Your task — The data should be duplicated exactly, with every word kept as it is.

---*---

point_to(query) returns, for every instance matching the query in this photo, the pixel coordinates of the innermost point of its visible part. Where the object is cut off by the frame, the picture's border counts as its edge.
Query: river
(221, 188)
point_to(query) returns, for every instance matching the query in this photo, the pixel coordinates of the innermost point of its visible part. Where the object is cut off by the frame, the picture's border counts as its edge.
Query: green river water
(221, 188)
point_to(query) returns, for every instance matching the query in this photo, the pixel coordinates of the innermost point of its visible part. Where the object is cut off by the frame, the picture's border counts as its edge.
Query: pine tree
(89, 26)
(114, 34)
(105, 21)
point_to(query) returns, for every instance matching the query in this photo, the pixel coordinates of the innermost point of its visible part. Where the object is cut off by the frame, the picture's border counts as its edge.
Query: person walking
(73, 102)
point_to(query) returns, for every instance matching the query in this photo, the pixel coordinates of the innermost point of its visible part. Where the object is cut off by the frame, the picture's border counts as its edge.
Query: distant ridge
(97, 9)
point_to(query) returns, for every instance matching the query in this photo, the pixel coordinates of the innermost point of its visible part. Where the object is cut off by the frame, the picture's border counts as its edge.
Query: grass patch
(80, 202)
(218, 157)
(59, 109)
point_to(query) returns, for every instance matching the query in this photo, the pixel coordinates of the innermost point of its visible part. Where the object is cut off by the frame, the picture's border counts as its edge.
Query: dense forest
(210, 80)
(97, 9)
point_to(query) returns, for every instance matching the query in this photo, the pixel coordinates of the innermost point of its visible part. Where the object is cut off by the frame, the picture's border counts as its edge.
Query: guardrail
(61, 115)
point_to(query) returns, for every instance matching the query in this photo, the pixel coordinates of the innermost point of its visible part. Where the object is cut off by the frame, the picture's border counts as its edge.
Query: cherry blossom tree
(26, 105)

---*---

Response box —
point_to(query) returns, for every instance matching the query in this photo, the pixel coordinates of the innermost point of its visible part. Where the object is cut off by the frame, the picture's border counts as its edge.
Query: river
(221, 188)
point_to(query) returns, for every instance matching the query in this photo, the pixel coordinates of the innermost point of its visible part. Where the object is cut off by the frame, the picture's border counts as its edge.
Query: green river water
(221, 188)
point_to(query) returns, for every instance matching the query in this photo, the pixel coordinates of the innermost point of its visible part. Where the object is cut off by the frame, the picture's border counts as its edge.
Query: pine tree
(89, 26)
(114, 34)
(105, 21)
point_to(query) returns, for every instance matching the query in this photo, the pixel coordinates of the innermost point of its visible part. Where the object is cut off by the frame, the picture's border counts as its edge.
Query: person walking
(73, 102)
point_to(query) returns, for every instance matching the query in this photo, the pixel coordinates of the innermost point of its visible part. Where the object is cut off by the frame, the picture's border counts as its edge.
Query: distant ridge
(97, 9)
point_to(query) returns, for every instance matching the query in this photo, the pixel coordinates of the innermost point of its visible part. Where the object is cut off by the frame, the picture's border counts as its edge.
Query: grass patch
(80, 202)
(218, 157)
(59, 109)
point_to(query) returns, for every instance matching the query in this photo, the pixel coordinates of the innermost point of its visible part. Where the object is cut off by the frame, the picture's border counts as its edge.
Query: dense forest
(210, 80)
(97, 9)
point_to(query) returns, for every instance matching the query in this photo, the pixel coordinates of the innermost point of its visible part. Where the object is cut off by the frame, the picture's border counts as its edge.
Query: guardrail
(61, 115)
point_to(query) returns, for every instance matching the query in this photo, the pixel coordinates of the innermost point of its visible part. Where the object is cut off by the frame, the picture's border counts as its edge.
Query: cherry blossom tree
(26, 105)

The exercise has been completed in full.